* **EXERCISE REQUIREMENTS**
Locate every line in the entries below containing the string "blurred" and copy each one. Matching is case-sensitive.

* **ENTRIES SHOWN**
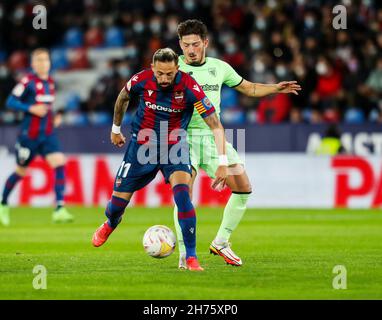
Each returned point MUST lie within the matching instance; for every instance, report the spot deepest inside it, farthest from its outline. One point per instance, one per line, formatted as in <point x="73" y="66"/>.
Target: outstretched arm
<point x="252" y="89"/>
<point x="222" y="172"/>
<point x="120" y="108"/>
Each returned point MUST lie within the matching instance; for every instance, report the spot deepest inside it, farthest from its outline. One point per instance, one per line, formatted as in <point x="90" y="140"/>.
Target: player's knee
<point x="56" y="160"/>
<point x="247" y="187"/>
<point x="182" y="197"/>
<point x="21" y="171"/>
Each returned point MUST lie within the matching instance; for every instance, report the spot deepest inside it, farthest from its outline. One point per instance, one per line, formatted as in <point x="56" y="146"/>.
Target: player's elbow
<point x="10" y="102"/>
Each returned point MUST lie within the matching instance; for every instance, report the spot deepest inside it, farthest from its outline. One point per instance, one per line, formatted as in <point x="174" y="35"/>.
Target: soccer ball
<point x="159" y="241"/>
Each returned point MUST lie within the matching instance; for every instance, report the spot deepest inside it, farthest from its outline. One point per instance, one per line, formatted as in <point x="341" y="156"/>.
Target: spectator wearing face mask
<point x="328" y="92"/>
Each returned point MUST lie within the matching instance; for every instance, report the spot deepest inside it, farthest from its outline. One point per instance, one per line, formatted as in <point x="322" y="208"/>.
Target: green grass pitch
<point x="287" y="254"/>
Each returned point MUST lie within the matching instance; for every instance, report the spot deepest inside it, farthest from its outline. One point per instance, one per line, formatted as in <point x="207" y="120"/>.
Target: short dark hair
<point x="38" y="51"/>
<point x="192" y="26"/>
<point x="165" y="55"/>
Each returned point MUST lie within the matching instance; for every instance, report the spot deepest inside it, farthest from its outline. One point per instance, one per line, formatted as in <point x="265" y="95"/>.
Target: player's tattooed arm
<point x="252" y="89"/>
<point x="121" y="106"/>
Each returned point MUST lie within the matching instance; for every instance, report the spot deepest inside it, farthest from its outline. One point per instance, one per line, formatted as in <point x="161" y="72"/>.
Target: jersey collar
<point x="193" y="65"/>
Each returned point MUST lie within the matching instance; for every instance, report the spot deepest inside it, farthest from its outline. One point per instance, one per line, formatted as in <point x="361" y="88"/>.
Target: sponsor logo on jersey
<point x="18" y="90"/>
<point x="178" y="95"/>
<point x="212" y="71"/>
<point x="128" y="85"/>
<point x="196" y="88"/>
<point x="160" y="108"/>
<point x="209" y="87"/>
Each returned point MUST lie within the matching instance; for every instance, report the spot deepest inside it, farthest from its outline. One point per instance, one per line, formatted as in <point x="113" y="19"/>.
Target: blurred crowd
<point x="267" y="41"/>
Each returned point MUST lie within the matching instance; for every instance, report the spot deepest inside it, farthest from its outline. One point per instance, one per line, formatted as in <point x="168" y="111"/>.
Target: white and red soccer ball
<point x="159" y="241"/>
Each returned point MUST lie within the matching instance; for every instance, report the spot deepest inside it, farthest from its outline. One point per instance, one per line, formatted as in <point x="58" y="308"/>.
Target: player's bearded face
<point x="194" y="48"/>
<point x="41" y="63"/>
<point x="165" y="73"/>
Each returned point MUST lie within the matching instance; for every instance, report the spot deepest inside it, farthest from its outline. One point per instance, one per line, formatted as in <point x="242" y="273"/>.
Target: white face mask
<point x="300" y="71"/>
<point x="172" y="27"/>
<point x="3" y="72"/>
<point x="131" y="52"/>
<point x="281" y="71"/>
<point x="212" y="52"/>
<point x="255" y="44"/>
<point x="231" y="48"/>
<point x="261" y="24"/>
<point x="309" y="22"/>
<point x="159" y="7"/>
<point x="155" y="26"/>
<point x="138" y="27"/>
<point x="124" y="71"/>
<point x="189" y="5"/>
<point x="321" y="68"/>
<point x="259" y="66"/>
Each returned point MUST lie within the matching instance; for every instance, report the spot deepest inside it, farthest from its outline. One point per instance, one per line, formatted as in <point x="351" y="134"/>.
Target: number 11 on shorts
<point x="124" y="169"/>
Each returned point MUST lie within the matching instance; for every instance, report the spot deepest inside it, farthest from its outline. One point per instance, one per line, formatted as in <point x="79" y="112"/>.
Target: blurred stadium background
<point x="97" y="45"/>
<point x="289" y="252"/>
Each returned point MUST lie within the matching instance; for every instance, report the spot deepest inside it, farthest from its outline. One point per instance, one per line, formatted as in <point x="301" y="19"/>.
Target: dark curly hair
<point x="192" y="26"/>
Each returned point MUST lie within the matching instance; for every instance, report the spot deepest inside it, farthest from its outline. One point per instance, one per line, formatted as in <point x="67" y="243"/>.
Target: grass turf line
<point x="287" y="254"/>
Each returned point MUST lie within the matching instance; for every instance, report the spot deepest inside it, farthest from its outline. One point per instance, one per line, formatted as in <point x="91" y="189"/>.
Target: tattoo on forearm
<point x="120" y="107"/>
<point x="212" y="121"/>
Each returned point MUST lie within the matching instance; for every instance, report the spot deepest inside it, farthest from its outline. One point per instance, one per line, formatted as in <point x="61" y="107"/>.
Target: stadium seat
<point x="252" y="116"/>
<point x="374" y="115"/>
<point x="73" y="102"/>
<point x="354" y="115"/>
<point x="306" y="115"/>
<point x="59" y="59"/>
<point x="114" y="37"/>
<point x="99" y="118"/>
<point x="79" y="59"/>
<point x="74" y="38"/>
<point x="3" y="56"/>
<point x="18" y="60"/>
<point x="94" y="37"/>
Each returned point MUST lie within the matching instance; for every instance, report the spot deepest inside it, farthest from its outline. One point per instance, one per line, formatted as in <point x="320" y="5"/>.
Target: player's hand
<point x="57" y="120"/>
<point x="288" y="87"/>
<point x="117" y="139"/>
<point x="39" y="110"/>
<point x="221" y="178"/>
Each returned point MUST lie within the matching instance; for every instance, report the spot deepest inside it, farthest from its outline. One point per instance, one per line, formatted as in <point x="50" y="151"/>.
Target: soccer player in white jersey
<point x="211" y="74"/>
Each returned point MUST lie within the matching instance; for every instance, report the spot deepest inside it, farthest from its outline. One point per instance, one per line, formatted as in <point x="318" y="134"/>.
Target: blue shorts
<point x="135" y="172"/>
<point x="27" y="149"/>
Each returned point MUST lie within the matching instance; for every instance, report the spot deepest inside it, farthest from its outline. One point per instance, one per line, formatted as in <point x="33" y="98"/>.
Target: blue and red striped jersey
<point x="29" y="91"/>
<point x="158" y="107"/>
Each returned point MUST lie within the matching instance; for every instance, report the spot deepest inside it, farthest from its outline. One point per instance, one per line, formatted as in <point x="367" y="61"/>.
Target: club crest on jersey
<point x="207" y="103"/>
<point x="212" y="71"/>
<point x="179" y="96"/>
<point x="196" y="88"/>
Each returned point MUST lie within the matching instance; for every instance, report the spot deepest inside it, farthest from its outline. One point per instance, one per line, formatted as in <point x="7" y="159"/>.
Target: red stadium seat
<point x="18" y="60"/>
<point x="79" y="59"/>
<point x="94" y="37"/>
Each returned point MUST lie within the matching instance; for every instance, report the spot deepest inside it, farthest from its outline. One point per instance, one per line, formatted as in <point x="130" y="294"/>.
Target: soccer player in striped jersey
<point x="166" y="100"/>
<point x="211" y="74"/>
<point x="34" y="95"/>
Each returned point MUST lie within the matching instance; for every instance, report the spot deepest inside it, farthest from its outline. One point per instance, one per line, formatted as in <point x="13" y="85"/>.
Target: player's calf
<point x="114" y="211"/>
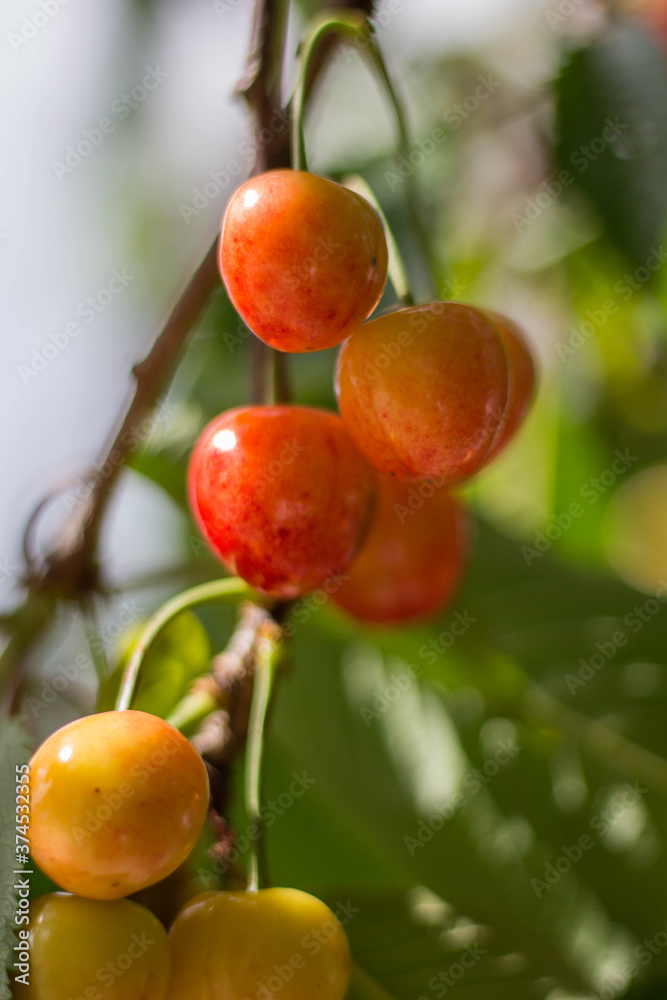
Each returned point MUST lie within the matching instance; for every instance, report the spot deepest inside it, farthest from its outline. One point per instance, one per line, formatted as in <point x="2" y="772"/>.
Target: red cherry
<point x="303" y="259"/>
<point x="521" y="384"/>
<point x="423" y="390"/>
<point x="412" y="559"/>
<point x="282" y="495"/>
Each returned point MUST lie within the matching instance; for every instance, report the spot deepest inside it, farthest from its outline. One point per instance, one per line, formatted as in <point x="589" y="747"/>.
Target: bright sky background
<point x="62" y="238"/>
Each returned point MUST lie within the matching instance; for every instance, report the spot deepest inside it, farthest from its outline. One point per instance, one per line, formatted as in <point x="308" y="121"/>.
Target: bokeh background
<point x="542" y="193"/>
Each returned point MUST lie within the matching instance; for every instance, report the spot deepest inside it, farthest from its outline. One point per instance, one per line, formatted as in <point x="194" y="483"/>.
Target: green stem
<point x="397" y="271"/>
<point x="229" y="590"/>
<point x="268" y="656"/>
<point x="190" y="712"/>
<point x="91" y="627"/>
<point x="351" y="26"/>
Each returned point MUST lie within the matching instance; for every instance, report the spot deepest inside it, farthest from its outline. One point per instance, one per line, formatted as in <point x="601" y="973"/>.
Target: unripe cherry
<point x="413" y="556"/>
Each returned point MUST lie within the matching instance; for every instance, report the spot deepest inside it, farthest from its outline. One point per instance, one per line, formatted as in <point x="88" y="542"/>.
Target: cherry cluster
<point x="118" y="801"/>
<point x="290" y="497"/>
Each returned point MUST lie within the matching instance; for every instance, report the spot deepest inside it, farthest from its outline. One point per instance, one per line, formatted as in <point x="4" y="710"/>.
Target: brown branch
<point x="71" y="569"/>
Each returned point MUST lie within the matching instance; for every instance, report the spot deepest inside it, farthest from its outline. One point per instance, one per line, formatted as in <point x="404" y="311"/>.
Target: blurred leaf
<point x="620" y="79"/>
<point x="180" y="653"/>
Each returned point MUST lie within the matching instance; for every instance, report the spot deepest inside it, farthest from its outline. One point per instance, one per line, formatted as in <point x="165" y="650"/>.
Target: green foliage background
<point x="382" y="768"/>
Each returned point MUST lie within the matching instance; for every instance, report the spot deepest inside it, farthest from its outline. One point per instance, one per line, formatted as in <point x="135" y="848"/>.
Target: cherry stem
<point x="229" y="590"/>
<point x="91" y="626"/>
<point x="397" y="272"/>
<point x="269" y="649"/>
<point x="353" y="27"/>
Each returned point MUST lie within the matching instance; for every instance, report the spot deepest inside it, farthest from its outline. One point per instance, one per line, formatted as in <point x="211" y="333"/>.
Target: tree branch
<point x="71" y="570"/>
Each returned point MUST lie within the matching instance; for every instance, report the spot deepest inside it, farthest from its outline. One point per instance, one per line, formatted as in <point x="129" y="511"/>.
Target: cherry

* **ANSWER BELOW**
Target: blurred crowd
Target: blurred stadium background
Target: blurred leaf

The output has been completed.